> THE EXERCISE:
Rewrite everything from the start of the listing down to the line with "[[[721,870],[741,870],[756,861],[756,846],[749,840],[724,840]]]", swapping "even-odd" for "nonzero" and changing nothing else. Return only those lines.

> DATA SECTION:
- - -
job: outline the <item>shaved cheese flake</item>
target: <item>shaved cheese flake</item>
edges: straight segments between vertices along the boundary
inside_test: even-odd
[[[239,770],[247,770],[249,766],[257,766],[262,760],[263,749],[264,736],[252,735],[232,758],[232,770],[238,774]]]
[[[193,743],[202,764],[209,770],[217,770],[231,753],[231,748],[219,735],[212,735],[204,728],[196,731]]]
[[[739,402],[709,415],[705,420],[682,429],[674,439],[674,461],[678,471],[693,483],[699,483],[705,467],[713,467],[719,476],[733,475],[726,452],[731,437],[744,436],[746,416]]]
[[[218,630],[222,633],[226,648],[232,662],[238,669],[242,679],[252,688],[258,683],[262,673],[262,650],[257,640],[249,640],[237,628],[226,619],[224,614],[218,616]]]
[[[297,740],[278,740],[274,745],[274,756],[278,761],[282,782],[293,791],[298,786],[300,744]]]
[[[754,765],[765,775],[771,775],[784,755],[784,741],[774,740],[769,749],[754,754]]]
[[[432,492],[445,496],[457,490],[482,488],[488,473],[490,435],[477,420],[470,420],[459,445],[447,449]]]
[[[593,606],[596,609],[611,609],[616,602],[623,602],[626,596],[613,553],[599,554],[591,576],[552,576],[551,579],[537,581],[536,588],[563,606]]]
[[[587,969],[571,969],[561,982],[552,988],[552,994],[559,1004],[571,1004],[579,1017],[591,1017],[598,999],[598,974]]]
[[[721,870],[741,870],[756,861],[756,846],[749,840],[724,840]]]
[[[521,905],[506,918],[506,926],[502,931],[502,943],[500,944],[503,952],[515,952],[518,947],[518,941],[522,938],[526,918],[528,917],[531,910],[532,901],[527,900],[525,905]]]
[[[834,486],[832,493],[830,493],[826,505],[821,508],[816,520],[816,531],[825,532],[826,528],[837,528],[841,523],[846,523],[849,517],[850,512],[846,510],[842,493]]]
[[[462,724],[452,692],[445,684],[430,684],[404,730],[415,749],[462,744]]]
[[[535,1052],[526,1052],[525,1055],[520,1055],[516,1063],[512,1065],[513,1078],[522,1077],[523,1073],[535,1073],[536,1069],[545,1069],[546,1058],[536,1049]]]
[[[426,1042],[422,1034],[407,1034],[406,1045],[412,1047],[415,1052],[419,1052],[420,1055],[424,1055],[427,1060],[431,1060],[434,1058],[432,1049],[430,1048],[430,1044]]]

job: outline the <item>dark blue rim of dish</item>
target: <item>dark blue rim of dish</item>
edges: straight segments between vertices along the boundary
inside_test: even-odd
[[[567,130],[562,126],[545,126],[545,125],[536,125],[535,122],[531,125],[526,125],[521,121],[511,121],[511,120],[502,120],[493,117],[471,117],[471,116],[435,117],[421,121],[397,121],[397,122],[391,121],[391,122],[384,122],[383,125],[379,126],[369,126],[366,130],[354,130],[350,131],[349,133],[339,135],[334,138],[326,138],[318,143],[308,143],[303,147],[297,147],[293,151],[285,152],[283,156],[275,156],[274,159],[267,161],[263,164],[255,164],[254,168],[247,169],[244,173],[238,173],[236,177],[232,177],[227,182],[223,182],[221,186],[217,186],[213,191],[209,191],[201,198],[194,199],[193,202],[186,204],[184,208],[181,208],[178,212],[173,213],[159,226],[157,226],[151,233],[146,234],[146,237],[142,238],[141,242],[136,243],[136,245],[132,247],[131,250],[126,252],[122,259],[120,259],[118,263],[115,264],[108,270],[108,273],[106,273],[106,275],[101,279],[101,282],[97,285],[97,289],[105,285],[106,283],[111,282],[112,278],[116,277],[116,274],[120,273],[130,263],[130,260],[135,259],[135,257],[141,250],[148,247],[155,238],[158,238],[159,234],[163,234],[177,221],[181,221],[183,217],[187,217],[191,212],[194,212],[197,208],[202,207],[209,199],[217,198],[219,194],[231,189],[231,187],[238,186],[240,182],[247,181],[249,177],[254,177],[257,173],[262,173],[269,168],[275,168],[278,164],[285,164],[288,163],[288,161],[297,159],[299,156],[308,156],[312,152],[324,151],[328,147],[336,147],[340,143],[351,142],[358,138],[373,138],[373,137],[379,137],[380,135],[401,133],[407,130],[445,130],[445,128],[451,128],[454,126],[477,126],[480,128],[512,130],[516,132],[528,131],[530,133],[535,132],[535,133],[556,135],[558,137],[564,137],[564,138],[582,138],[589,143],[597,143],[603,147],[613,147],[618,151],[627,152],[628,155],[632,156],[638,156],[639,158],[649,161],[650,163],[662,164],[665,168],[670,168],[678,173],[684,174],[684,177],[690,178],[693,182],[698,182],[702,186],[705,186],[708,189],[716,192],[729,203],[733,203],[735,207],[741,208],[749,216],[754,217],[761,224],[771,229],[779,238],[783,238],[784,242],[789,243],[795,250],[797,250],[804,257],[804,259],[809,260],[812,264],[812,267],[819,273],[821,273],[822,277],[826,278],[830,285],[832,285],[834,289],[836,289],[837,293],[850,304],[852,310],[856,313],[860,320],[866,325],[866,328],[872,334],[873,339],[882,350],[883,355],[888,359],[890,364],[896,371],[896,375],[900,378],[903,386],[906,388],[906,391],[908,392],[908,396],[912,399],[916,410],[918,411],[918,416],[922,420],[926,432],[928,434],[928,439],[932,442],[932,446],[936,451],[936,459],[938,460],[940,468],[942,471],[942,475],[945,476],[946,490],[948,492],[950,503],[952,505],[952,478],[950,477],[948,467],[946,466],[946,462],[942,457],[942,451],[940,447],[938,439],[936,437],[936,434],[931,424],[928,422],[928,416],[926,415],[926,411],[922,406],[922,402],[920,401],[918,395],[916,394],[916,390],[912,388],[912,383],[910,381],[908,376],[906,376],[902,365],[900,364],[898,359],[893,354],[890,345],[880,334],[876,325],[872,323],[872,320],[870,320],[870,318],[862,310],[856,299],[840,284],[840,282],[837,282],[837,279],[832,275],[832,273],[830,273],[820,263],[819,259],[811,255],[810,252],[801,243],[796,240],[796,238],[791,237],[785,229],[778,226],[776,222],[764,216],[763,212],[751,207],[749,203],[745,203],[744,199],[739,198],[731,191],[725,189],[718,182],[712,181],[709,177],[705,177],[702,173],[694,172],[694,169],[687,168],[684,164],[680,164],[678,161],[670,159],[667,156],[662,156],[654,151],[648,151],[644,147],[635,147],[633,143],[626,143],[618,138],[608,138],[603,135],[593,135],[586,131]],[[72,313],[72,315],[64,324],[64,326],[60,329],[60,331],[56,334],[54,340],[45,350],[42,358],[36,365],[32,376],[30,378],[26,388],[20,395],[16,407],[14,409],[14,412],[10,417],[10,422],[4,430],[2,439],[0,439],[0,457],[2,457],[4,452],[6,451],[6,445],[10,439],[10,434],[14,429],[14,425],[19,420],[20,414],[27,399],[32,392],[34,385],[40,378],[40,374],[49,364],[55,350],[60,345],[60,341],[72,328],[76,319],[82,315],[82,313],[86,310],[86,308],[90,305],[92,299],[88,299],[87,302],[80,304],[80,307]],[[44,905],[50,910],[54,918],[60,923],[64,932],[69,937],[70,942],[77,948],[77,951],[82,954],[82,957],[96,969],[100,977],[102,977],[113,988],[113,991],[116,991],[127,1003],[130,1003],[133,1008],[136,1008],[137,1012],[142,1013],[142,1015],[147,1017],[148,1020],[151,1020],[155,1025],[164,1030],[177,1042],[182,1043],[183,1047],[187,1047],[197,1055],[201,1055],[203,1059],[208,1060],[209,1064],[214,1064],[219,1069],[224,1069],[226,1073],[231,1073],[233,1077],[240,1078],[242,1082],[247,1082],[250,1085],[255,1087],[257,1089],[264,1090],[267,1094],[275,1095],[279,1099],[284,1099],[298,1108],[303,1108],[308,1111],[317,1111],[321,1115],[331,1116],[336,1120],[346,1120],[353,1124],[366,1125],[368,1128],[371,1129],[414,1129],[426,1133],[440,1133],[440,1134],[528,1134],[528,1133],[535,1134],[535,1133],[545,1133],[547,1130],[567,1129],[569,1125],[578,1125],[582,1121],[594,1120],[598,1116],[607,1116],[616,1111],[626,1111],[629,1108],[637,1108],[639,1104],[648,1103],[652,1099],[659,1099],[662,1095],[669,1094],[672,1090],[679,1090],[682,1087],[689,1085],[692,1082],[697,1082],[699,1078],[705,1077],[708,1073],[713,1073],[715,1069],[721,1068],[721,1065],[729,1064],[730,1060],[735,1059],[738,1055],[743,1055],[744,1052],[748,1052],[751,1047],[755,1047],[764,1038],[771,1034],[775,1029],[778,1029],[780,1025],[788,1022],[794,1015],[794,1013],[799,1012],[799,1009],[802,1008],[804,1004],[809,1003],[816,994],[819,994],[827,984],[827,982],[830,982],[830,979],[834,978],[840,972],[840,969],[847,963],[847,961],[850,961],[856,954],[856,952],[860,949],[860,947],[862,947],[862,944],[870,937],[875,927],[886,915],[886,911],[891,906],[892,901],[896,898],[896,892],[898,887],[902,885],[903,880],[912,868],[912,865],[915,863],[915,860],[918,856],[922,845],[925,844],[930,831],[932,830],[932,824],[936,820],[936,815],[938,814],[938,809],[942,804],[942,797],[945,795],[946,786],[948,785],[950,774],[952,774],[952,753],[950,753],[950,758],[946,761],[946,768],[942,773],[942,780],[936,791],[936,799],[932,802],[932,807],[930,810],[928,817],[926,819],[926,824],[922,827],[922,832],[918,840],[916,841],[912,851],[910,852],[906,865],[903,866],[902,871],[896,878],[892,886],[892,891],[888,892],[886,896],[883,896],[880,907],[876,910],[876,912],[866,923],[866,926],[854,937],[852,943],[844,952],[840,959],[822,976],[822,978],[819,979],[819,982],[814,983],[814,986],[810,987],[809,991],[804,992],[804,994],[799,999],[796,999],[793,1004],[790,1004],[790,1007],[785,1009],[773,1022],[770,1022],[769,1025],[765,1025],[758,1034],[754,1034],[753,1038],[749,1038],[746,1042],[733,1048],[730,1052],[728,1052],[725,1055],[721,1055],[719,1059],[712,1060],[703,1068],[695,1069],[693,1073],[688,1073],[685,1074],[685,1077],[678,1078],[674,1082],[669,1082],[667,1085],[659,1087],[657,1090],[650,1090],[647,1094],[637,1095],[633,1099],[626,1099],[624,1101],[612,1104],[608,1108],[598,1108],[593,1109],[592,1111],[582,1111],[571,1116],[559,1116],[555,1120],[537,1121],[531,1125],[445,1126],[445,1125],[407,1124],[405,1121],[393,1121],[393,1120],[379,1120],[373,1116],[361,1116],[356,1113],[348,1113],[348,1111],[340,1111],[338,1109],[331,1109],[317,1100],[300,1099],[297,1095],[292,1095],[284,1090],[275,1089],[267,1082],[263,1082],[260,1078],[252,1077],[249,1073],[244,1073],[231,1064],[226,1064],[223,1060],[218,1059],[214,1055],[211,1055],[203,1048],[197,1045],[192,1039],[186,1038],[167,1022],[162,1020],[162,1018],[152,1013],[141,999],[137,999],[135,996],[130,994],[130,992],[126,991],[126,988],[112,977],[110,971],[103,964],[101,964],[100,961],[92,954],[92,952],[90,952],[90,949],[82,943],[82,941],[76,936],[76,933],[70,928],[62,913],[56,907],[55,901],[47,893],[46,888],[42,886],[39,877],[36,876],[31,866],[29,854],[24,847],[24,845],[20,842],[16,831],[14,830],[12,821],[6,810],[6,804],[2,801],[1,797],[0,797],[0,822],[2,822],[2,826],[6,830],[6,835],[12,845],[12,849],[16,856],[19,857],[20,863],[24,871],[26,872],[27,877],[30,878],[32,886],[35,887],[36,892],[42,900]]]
- - -
> SOLUTION:
job: outline the <item>shaved cheese flake</item>
target: <item>shaved cheese flake</item>
edges: straight segments between vertices along the boundary
inside_test: nonzero
[[[239,770],[247,770],[249,766],[257,766],[262,760],[263,749],[264,736],[252,735],[232,758],[232,770],[238,774]]]
[[[193,743],[202,764],[209,770],[217,770],[231,753],[231,748],[219,735],[212,735],[204,728],[196,731]]]
[[[739,402],[709,415],[705,420],[682,429],[674,439],[674,461],[678,471],[693,483],[699,483],[705,467],[713,467],[719,476],[733,475],[726,452],[731,437],[744,436],[746,416]]]
[[[218,630],[222,633],[226,648],[232,662],[238,669],[242,679],[252,688],[258,683],[262,673],[262,650],[257,640],[249,640],[237,628],[226,619],[224,614],[218,616]]]
[[[297,740],[278,740],[274,745],[274,756],[278,761],[282,782],[293,791],[298,786],[300,744]]]
[[[754,765],[765,775],[771,775],[784,755],[784,741],[774,740],[769,749],[754,754]]]
[[[432,492],[445,496],[457,490],[482,488],[488,473],[490,435],[477,420],[470,420],[459,445],[447,449]]]
[[[593,606],[596,609],[611,609],[616,602],[623,602],[626,596],[613,553],[599,554],[591,576],[552,576],[551,579],[537,581],[536,588],[563,606]]]
[[[587,969],[571,969],[561,982],[552,988],[552,994],[559,1004],[571,1004],[579,1017],[591,1017],[598,999],[598,974]]]
[[[721,870],[741,870],[756,861],[756,846],[749,840],[724,840]]]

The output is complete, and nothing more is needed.